Explore the material
A: Decide whether each statement below agrees with the simulation excerpt, answering yes or no and quoting the words of the excerpt that settle it. (i) The best model for simulated data was chosen with the Bayesian information criterion. (ii) Every panel of Fig. 1 reflects simulations of 500,000 nuclear families. (iii) IND-FE gave lower MSEs of the estimated log-odds ratios than SMILE-2.
B: Set down the stretch of the simulation excerpt from "SMILE-2 model more" through "at least once.", word for word.

Fig. 1 — We conducted comprehensive simulations to evaluate the SMILE model for estimating heritability and environmental variance components under different model specifications. We simulated data under models with different combinations of genetic (G), parental (P), children (C) and spatial community-level (S) environment variance components. When analyzing simulated data, Bayesian information criterion (BIC) was used to determine the best model. In a, we display the fraction of replicates where each model was selected, as reflected by the size of the data point. In b, we compare GPC and GPC + S models as the amount of true community-level spatial variance increases. Each dot represents the difference in estimated genetic heritability and true simulated heritability across 5 simulation replicates under 60 different scenarios. In c we showed the accuracy for the heritability estimates from SMILE under different true models with varying numbers of variance components. Each dot represents the estimated genetic heritability across 5 simulation replicates under 60 different scenarios. In b and c, minima and maxima values (excluding outliers) are represented by the lower- and upper-bound of the whiskers. Median value is represented by the bold line in the middle. First and third quartiles are represented by the lower- and upper-bound of the box. All panels represent simulations using 250,000 nuclear families.

SMILE-2 model more powerfully identifies pollution causal effects

Similar to variance component simulation, we sampled with replacement families and their covariates from the MarketScan dataset, so that all confounders and the covariates of interest (i.e., pollution levels) maintain their realistic correlations. To assess the type-I error and power for causal inference, we simulated the pollution effects of either NO₂ or PM_2.5, varying the relative risk (RR). Based on estimated variance components and assumed causal effects, we simulated disease liabilities, which were dichotomized to get binary disease status. For each PheWAS code, we simulated six replicates and ensured that each PheWAS code-based phenotype was selected under both the null (RR = 1) and alternative (RR > 1) hypotheses at least once.

To illustrate the power for SMILE-2, we also compared the results of SMILE-2 with a standard two-stage regression model of independent individuals with fixed effects only (IND-FE).

Both IND-FE and SMILE-2 Models produced calibrated Type-I error rates under the null hypothesis for each significance threshold (Fig. 2A). The SMILE-2 model was substantially more powerful than IND-FE models, particularly when disease prevalence is low, or when the disease prevalence is moderate and the causal effect (measured by RR) is large (Fig. 2A), as SMILE-2 incorporates additional related samples. MSEs of the estimated log-odds ratios are also lower for SMILE-2 compared to IND-FE (Fig. 2B). These results indicate that modeling genetically related individuals in insurance claim data using the SMILE-2 model enlarges sample size and improves the accuracy of causal effect estimates and the power of causal inference. We also conducted simulations to assess how the causal effects of pollution may be affected if the pollution and wind measurements are noisy (see Supplementary Methods for more details). We observed that causal effect estimates by SMILE-2 remain unbiased when noisy pollution and wind measurements were used (Supplementary Fig. 6) and the power is only minimally reduced.

Data extract
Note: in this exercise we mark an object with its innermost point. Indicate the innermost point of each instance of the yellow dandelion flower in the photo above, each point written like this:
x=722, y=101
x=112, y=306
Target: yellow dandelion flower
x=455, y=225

Responses for each task
A:
(i) Yes: "Bayesian information criterion (BIC) was used to determine the best model"
(ii) No: "All panels represent simulations using 250,000 nuclear families."
(iii) No: "MSEs of the estimated log-odds ratios are also lower for SMILE-2 compared to IND-FE"

B:
SMILE-2 model more powerfully identifies pollution causal effects

Similar to variance component simulation, we sampled with replacement families and their covariates from the MarketScan dataset, so that all confounders and the covariates of interest (i.e., pollution levels) maintain their realistic correlations. To assess the type-I error and power for causal inference, we simulated the pollution effects of either NO₂ or PM_2.5, varying the relative risk (RR). Based on estimated variance components and assumed causal effects, we simulated disease liabilities, which were dichotomized to get binary disease status. For each PheWAS code, we simulated six replicates and ensured that each PheWAS code-based phenotype was selected under both the null (RR = 1) and alternative (RR > 1) hypotheses at least once.